▶ [WORK INSTRUCTIONS]:
Answer these questions from the abstract below on protein adsorption.
1. Which protein is coupled with silver nanoparticles in the study?
2. What are the thin SiO2 layers with embedded silver nanoparticles called?
3. How many DsRed chromophore configurations were identified?

--- TEXT PASSAGE Enclosed Below ---

Université de Toulouse, France

Title: Protein interaction with AgNPs-based plasma deposited nanocomposites: an excellent strategy to reveal the ‘protein-adsorption problem

Biography

Biography: K. Makasheva

Abstract

Protein-adsorption problem’ on solid surfaces remains an active field of academic research due to its imoprtance for various industrial and biomedical applications representing the conditioning step of micro-organism adhesion and biofilm formation. Alternatively, nanomaterials and specifically nanocomposite thin layers became indispensable components in bioanalytical devices, since they clearly enhance their performances in terms of sensitivity and detection limits down to single molecules. However, rational engineering of the nanocomposites is mandatory in order to properly design their structural, optical and electrical properties. It thus opens the way for transition from material level of development to system level of applications.In this work we exploit the multifunctionality of silver nanoparticles (AgNPs) as plasmonic antenna when embedded at a controlled nanometric distance from the free surface of thin SiO2 layers (called plasmonic substrates) and as biocide agents because of their strong toxicity towards micro-organisms to study the ‘protein-adsorption problem’. The coupling of AgNPs and Discosoma red fluorescent proteins (DsRed), that displays exceptional photo-stability, is proposed as an appropriate strategy to study the ‘protein-adsorption problem’ on solid surfaces. To that end very thin DsRed protein layers were deposited on the plasmonic structures. The Raman spectra of the DsRed thin layers, not visible in absence of AgNPs, have been detected and analyzed owing to Surface Enhanced Raman Scattering (SERS). It was found that the DsRed proteins undergo conformational changes after adsorption on the plasmonic substrates. Three different DsRed chromophore configurations were identified and a scenario of the protein temporal evolution was proposed.

--- End of Enclosed TEXT PASSAGE ---
--- GIVEN DATA Enclosed Below ---

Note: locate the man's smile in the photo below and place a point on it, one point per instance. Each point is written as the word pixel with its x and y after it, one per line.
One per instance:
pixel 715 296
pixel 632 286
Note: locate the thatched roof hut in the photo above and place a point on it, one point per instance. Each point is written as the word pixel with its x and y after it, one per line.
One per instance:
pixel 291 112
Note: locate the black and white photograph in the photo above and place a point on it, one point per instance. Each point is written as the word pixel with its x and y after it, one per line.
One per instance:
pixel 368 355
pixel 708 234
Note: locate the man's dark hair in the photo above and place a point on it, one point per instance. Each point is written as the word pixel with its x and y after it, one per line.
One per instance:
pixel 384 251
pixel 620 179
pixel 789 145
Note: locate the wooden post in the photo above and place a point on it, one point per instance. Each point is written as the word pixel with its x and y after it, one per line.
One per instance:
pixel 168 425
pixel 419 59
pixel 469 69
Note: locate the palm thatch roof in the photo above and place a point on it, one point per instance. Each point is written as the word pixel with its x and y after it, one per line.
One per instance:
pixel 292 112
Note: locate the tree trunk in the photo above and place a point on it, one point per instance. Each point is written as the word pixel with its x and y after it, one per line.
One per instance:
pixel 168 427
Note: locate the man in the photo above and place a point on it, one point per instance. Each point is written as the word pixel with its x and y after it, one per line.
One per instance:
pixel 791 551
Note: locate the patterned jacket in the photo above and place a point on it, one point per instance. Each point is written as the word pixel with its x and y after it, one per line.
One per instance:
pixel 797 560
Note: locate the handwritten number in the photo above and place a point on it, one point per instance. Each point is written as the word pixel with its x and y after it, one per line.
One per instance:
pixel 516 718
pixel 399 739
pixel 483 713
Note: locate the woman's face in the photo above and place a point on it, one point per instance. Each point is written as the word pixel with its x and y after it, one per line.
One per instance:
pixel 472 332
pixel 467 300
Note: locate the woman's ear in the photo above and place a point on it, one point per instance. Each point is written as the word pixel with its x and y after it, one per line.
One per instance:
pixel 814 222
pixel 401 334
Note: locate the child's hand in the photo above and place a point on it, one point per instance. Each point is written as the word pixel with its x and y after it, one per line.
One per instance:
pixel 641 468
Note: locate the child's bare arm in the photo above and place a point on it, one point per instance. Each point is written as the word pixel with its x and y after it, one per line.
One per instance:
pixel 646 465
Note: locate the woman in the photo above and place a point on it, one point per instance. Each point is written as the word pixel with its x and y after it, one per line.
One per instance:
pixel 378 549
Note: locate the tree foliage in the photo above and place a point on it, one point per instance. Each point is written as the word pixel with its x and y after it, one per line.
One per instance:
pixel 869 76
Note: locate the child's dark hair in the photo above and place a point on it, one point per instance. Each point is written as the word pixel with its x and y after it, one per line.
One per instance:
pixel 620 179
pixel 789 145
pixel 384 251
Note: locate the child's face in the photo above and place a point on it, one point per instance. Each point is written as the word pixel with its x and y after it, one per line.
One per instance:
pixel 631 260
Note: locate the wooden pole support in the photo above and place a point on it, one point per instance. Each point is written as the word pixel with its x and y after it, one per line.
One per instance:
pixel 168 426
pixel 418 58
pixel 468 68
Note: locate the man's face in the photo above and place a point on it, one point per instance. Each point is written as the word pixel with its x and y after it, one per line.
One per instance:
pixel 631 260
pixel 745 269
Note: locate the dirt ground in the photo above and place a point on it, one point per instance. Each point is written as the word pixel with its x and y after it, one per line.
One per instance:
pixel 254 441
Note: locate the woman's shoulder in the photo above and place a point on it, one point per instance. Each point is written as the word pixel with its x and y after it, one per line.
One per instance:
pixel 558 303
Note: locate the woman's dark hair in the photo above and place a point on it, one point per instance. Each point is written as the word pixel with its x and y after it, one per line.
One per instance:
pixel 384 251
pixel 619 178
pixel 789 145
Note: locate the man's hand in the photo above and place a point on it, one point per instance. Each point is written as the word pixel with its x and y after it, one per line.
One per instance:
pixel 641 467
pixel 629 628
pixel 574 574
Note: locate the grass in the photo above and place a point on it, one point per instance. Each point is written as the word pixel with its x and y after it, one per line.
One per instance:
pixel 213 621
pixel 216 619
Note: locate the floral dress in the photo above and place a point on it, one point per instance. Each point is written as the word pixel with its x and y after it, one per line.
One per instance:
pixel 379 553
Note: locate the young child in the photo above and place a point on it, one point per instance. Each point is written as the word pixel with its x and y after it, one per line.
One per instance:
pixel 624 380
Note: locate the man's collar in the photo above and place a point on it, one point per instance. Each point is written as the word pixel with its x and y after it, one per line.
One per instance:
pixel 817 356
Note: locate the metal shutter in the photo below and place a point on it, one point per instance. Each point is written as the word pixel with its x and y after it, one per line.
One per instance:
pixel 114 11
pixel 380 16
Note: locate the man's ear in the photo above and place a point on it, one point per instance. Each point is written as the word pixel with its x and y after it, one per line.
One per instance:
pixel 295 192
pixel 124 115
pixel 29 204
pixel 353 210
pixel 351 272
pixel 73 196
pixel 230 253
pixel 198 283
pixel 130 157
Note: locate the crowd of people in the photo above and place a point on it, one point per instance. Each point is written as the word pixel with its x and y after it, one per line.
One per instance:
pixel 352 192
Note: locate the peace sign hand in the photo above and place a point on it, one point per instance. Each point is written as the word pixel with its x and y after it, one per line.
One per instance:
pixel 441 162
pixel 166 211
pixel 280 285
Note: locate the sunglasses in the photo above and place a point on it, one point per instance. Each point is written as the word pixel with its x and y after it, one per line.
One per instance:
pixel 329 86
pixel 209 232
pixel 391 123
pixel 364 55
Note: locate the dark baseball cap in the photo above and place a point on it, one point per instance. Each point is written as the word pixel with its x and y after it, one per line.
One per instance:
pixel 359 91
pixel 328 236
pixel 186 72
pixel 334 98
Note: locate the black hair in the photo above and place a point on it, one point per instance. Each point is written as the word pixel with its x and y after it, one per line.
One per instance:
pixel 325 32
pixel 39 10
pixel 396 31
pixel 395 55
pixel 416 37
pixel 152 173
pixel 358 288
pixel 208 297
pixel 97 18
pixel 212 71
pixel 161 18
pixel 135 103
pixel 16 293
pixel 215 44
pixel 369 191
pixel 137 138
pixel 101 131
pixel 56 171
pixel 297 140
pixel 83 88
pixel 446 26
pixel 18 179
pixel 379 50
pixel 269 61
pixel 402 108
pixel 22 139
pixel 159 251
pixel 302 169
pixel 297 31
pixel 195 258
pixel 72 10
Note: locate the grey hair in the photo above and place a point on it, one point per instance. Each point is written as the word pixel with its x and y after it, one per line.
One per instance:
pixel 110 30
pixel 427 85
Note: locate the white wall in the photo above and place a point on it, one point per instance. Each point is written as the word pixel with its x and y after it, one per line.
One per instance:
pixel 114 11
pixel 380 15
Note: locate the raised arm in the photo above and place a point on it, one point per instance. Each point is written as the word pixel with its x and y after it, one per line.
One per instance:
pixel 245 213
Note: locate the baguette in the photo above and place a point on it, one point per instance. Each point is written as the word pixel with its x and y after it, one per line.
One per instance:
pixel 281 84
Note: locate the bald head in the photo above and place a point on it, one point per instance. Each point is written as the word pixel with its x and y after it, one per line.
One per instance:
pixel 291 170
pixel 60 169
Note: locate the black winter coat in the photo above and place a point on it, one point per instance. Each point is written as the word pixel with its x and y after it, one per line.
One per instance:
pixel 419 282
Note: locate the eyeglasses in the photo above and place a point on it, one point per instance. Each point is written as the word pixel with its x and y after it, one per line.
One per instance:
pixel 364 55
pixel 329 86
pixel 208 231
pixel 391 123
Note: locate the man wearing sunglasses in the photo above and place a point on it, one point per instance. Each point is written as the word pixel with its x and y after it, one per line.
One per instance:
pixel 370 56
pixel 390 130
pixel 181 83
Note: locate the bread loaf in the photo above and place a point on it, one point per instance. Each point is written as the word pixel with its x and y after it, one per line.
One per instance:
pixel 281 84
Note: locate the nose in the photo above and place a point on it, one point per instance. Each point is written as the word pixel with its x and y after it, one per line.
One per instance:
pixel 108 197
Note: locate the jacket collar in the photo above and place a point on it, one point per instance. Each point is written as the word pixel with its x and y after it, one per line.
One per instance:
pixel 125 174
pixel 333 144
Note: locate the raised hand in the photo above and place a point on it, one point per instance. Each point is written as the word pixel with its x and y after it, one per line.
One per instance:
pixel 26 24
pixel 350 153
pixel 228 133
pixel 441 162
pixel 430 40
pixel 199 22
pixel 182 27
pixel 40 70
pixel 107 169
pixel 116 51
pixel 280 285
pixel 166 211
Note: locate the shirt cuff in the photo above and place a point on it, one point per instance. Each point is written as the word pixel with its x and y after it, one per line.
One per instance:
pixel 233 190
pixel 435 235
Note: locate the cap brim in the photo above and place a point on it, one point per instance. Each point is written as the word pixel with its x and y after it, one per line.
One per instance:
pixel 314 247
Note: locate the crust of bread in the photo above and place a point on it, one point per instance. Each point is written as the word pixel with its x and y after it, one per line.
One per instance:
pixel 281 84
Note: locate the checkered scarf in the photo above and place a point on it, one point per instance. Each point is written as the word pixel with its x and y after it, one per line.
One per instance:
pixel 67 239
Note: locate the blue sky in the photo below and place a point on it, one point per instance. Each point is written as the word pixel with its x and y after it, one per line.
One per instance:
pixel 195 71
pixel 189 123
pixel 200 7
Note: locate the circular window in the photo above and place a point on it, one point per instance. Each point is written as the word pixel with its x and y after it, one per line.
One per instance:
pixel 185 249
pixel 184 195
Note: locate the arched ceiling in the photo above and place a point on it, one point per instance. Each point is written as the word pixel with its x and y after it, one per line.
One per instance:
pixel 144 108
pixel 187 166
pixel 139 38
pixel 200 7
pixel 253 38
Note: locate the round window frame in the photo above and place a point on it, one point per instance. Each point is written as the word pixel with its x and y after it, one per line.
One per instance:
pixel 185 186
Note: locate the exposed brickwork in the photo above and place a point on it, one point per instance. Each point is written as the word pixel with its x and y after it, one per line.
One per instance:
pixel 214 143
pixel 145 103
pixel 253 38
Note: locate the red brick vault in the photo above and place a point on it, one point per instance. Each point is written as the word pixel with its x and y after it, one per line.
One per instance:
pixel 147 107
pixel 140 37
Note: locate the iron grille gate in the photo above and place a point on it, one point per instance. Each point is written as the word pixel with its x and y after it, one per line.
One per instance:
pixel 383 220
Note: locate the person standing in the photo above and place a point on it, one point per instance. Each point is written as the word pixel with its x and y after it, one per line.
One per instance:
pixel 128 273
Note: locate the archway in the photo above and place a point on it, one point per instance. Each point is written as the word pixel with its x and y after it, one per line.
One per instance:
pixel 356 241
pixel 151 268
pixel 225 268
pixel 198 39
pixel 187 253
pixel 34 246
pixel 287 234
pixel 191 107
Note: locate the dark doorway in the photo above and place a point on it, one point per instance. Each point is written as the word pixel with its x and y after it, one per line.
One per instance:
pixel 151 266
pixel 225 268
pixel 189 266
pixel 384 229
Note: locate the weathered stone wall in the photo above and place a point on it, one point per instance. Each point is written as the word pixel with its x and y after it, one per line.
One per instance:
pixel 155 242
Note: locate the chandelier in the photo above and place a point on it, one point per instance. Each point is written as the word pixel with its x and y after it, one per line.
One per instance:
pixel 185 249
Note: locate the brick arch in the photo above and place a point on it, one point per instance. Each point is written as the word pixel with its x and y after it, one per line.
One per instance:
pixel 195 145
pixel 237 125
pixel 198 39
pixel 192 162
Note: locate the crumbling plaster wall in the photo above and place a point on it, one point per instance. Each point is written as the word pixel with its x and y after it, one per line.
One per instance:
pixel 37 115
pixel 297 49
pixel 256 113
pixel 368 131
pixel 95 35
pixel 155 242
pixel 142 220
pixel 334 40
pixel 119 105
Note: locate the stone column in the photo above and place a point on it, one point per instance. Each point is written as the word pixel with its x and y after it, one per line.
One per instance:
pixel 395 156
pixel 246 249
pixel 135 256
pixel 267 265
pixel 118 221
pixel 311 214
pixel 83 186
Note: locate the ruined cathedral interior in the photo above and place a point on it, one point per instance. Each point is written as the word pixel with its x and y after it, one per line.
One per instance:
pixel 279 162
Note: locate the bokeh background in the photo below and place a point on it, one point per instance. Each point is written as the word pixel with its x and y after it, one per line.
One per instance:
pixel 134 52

--- End of Enclosed GIVEN DATA ---

▶ [RESPONSE TO THIS EXERCISE]:
1. Discosoma red fluorescent proteins (DsRed)
2. Plasmonic substrates
3. Three